Records from a dataset:
--*--
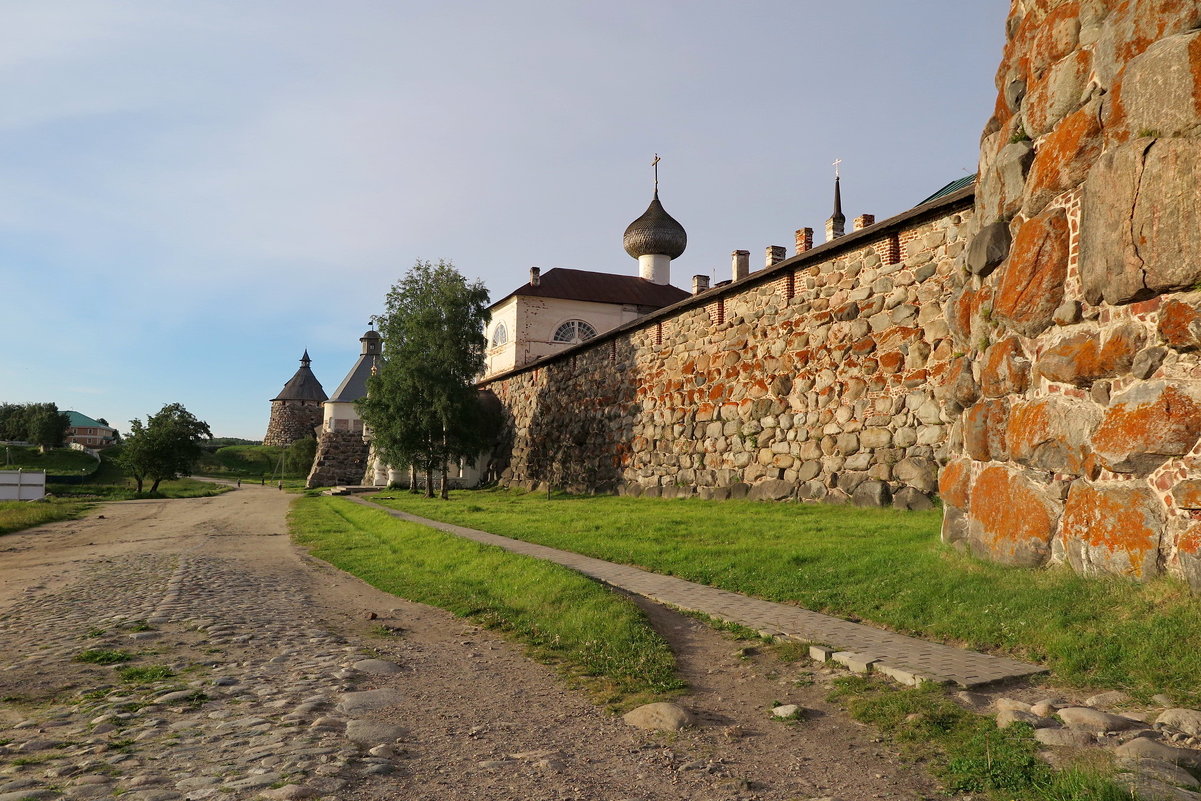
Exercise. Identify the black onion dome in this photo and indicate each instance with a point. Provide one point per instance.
(655, 233)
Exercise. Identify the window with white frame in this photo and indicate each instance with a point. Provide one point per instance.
(574, 330)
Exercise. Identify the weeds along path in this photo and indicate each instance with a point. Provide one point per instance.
(220, 662)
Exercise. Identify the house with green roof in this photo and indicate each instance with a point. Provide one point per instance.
(89, 432)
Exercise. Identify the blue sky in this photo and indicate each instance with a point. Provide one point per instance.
(192, 193)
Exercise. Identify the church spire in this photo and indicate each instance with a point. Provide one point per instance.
(837, 222)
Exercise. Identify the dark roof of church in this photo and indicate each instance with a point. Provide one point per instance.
(303, 386)
(354, 384)
(954, 186)
(599, 287)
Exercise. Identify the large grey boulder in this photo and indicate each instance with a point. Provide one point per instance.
(663, 716)
(1159, 91)
(989, 249)
(1141, 221)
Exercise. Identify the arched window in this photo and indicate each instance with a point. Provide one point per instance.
(574, 330)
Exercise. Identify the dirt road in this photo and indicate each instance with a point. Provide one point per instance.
(282, 686)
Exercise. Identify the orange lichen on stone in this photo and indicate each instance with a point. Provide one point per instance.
(1011, 519)
(1179, 324)
(1005, 369)
(890, 362)
(1055, 36)
(955, 483)
(1082, 359)
(1112, 528)
(984, 430)
(1032, 281)
(1050, 434)
(1187, 494)
(1064, 156)
(1146, 426)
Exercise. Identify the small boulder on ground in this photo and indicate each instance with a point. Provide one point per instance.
(663, 716)
(1089, 719)
(1148, 748)
(1187, 721)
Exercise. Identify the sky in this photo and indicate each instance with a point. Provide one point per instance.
(193, 193)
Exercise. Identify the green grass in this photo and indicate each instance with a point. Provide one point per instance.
(589, 632)
(967, 751)
(249, 461)
(16, 515)
(882, 566)
(57, 461)
(103, 657)
(137, 674)
(111, 483)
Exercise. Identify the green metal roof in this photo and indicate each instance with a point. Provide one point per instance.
(83, 420)
(954, 186)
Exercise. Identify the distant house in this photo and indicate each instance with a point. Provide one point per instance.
(89, 432)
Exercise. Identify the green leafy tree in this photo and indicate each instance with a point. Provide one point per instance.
(47, 426)
(42, 424)
(165, 447)
(423, 407)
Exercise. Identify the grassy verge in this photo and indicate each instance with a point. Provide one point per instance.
(57, 461)
(882, 566)
(967, 751)
(590, 633)
(16, 515)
--*--
▸ EXERCISE AIM: Without the images, write out each line of the data verbatim.

▸ FINAL RESULT:
Exercise. Identify the black onion dome in this photo and indicate each instance with a point. Provide one point per instance.
(655, 233)
Exercise. Identify the window with white frame in this photo and indicate each instance with a point. Provide one point per instance.
(574, 330)
Exercise. Identify the weeds along path in this photo and indicate each instance with a point. Provide one point per instance.
(220, 662)
Exercise. Identify the house with green roof in this photo and indicate each instance with a point. Provide one point per instance.
(89, 432)
Exercise. Identify the blue sky in this photo and indicate each instance with a point. Provide one point per instance.
(192, 193)
Exercise. Identify the church spire in this photo and indicate each instance with a point. Provide one point per instance.
(837, 222)
Exercise. Identify the dark roof of church in this photo and indicate each instance with a point. Provide one point per instance.
(303, 386)
(354, 384)
(954, 186)
(599, 287)
Exercise. Identify the large grey boulder in this photo and indicate each instance with a point. Provide one point per instance.
(663, 716)
(1159, 91)
(989, 249)
(1141, 221)
Exercise. Identify the arched window in this photo and indicate each instance with a point. Provide one point per instance.
(574, 330)
Exercise. Identify the dirt road in this photo and indicate each instance with a point. Provide one point per instance.
(282, 686)
Exercise. Identify the orange lichen on stone in this photo and indicate each instance with a point. Provide one point per instance.
(1011, 519)
(1179, 324)
(1005, 369)
(890, 362)
(1055, 36)
(955, 483)
(1082, 359)
(1112, 528)
(984, 430)
(1032, 281)
(1050, 434)
(1187, 494)
(1064, 156)
(1146, 426)
Exercise. Identify the small boulder on ground in this photo and indicate each instance with a point. Provide one point per instance.
(663, 716)
(1089, 719)
(1148, 748)
(1187, 721)
Exercise. Identify the sky in this photo and indicate each instance with a point. Provide one point per instance.
(193, 193)
Exercise. Identify the green grass in this photo and indicate each instance with a point. Provide one point per instance.
(589, 632)
(967, 751)
(249, 461)
(16, 515)
(882, 566)
(57, 461)
(103, 657)
(137, 674)
(111, 483)
Exercise. Identify the green metal roof in this photo and indicate each instance with a point. Provide one point per instance.
(83, 420)
(954, 186)
Exercise. Identify the distant house in this photo and indicate each instance with a point. Provide one point per instance.
(89, 432)
Exercise. Identify the green leafy tree in this photo and indicate each instance with a point. Provide one point per instance.
(47, 426)
(42, 424)
(165, 447)
(423, 407)
Exercise. Identify the grassy verge in this photo and indicate each instance with a point. Provide one point per instance.
(57, 461)
(882, 566)
(967, 751)
(590, 633)
(16, 515)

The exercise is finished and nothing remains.